Written problem A: From the article on the Donald Sterling scandal, repeat word for word the part that begins with the words containing "Race is, hands" and ends with "benefactor and recipient.".

===== Page text

Race is, hands down, the most repulsive aspect of the Donald Sterling scandal. But sex is a close second. To listen to the taped conversation between the octogenarian owner of the Los Angeles Clippers and the 30-something V. Stiviano is to glimpse the tawdry and inherently unequal arrangement between — well, let's put it primly, benefactor and recipient.
The Sterling-Stiviano deal appears to involve a transaction as old as time. We've seen it before, yet we rarely see inside it, in such unvarnished, ugly form.
Just look at the photos of the pair, courtside, and you know what's up. Sterling, puffy-faced and unattractive; old enough to be Stiviano's grandfather, no less her father; but powerful and, perhaps more relevant, fabulously rich.
Stiviano, striking in a Cosmo girl way, with a Mexican/African-American background that makes Sterling's reported aversion to having her associate with — or, more precisely, appear on social media to associate with — African-Americans all the more bizarre.

==========
===== The records

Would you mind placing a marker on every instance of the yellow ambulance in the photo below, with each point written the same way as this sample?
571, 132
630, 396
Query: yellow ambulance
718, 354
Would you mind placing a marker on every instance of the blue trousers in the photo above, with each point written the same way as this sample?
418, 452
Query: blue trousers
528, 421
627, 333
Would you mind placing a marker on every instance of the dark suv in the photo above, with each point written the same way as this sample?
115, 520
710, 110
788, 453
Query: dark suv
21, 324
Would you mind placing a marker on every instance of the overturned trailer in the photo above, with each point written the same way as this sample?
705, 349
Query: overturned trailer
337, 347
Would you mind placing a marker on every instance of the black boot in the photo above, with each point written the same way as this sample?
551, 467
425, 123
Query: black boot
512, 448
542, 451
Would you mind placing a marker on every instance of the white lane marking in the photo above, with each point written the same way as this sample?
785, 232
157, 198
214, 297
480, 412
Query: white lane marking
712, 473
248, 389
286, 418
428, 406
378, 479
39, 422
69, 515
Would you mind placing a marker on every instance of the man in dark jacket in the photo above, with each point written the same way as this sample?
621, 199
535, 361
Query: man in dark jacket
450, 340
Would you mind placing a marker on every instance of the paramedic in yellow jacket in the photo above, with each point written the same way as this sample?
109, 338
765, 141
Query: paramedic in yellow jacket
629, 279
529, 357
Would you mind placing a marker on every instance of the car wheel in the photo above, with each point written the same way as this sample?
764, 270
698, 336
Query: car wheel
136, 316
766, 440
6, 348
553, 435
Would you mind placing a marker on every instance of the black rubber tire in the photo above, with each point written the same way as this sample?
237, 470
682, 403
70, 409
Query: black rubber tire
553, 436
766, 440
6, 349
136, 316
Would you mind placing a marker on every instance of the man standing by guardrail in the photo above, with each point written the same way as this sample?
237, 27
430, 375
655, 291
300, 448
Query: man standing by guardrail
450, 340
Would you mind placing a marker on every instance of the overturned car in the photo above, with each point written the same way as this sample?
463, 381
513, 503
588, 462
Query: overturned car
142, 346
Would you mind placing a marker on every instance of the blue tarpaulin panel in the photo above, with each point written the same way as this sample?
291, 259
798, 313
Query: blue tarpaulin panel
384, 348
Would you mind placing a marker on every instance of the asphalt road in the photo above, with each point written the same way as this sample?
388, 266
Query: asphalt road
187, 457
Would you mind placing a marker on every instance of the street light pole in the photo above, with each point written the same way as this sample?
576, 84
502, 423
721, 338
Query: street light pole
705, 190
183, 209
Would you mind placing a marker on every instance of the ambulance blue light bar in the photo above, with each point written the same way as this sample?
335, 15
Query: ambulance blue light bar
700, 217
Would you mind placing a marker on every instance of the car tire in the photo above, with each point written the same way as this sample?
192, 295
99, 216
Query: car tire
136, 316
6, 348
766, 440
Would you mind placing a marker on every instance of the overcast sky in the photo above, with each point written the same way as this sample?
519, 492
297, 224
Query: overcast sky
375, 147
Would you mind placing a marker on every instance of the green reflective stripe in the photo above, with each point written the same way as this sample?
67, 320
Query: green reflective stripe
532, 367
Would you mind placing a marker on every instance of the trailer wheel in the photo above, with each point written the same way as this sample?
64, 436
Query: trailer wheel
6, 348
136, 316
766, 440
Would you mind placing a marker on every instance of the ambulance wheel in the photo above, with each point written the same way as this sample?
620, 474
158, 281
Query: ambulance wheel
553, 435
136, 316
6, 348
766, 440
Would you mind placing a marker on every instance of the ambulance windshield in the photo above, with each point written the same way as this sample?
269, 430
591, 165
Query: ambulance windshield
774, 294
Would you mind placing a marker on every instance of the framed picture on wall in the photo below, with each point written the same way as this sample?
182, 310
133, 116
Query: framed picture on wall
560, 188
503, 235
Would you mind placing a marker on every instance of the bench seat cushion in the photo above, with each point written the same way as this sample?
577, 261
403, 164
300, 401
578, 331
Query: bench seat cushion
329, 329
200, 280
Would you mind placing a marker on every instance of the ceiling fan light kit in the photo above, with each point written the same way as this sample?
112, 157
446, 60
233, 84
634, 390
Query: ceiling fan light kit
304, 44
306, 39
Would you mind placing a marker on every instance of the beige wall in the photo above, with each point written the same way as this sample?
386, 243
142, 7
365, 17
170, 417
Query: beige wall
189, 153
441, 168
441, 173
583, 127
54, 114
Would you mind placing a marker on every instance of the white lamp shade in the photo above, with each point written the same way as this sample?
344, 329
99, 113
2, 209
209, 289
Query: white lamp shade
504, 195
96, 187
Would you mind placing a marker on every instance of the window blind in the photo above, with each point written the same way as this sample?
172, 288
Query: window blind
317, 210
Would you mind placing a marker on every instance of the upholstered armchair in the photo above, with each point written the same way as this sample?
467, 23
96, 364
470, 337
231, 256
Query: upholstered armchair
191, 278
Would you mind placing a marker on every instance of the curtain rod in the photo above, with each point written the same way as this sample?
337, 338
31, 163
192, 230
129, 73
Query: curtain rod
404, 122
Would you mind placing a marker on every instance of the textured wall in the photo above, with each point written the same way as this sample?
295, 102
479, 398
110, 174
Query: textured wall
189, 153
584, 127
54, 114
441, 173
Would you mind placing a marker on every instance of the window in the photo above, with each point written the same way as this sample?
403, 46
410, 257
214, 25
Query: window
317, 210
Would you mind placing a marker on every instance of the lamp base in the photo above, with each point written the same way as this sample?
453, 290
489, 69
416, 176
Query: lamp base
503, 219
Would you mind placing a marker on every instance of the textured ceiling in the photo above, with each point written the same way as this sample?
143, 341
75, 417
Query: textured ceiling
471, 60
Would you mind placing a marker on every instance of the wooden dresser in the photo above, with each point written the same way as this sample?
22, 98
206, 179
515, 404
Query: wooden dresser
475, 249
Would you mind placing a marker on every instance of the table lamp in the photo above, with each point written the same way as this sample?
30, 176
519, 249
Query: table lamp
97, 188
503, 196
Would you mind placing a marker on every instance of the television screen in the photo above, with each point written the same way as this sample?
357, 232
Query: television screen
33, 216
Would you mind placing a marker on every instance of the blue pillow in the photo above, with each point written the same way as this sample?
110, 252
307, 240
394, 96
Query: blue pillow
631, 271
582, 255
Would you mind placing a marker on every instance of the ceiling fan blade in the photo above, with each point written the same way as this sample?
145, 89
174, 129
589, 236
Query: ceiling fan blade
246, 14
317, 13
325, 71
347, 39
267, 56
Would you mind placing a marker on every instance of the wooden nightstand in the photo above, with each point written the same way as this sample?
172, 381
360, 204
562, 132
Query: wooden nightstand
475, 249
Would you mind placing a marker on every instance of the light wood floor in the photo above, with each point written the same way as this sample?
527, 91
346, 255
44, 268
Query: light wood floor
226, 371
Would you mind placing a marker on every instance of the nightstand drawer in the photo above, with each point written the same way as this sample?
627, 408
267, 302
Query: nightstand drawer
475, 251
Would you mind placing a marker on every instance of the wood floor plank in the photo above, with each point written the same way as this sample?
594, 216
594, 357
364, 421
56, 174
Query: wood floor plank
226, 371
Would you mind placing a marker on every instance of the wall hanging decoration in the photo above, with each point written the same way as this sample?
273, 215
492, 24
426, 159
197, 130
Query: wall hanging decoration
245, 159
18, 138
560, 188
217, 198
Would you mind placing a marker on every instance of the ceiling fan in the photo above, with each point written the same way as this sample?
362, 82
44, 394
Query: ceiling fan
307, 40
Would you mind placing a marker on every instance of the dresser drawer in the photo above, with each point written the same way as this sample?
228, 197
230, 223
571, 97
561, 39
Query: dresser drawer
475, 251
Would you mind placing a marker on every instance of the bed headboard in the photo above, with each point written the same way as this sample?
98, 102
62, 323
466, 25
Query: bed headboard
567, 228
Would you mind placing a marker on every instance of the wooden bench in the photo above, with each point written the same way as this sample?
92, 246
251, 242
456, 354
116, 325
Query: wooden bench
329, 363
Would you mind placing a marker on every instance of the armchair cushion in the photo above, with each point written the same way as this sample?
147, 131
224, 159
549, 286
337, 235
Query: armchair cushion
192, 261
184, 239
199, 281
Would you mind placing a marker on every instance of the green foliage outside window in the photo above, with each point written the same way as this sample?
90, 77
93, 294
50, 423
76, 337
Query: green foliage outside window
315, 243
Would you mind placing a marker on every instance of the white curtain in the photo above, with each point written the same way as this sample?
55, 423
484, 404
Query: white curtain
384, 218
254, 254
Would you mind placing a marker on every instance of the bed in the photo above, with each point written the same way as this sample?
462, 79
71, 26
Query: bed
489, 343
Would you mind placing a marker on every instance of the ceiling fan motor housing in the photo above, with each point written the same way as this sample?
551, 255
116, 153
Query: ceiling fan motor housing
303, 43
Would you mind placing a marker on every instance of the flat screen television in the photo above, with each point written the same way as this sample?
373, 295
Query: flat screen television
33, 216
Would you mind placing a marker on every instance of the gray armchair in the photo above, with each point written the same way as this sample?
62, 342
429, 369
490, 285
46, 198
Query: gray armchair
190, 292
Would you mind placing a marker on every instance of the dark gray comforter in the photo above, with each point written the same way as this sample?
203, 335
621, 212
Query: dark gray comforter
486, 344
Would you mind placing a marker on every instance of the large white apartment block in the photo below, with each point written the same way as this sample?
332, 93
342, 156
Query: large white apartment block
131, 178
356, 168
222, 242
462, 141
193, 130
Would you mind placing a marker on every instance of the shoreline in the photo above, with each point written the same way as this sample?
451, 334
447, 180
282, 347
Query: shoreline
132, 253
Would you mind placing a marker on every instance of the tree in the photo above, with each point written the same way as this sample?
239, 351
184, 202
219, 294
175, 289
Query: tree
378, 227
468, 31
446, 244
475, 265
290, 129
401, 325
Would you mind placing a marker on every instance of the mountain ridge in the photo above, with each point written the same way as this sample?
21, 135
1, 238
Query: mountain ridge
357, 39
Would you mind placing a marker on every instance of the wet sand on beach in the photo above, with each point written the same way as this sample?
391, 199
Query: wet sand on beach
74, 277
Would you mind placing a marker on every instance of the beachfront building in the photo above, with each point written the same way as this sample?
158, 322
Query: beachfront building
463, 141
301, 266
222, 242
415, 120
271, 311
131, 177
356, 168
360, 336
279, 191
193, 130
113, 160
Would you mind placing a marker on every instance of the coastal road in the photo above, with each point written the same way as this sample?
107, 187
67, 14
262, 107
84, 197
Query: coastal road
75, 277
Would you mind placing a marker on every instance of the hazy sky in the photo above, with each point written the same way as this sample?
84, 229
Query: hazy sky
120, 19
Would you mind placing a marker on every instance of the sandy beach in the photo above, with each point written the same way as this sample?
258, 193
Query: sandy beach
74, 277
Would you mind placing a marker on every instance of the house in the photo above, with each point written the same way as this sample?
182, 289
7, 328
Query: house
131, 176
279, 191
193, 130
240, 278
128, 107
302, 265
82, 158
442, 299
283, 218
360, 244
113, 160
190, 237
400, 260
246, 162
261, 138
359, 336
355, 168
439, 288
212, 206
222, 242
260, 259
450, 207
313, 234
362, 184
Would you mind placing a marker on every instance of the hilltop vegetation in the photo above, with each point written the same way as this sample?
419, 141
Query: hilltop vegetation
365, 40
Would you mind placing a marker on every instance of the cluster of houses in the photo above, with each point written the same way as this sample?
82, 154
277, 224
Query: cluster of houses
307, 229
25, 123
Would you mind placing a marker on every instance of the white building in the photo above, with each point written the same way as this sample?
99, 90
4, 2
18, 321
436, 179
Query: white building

==========

Written problem B: Find every line in the entries that contains the string "housing" and copy each one. Case counts.

Finished answer A:
Race is, hands down, the most repulsive aspect of the Donald Sterling scandal. But sex is a close second. To listen to the taped conversation between the octogenarian owner of the Los Angeles Clippers and the 30-something V. Stiviano is to glimpse the tawdry and inherently unequal arrangement between — well, let's put it primly, benefactor and recipient.

Finished answer B:
Would you mind placing a marker on every instance of the ceiling fan motor housing in the photo above, with each point written the same way as this sample?
Query: ceiling fan motor housing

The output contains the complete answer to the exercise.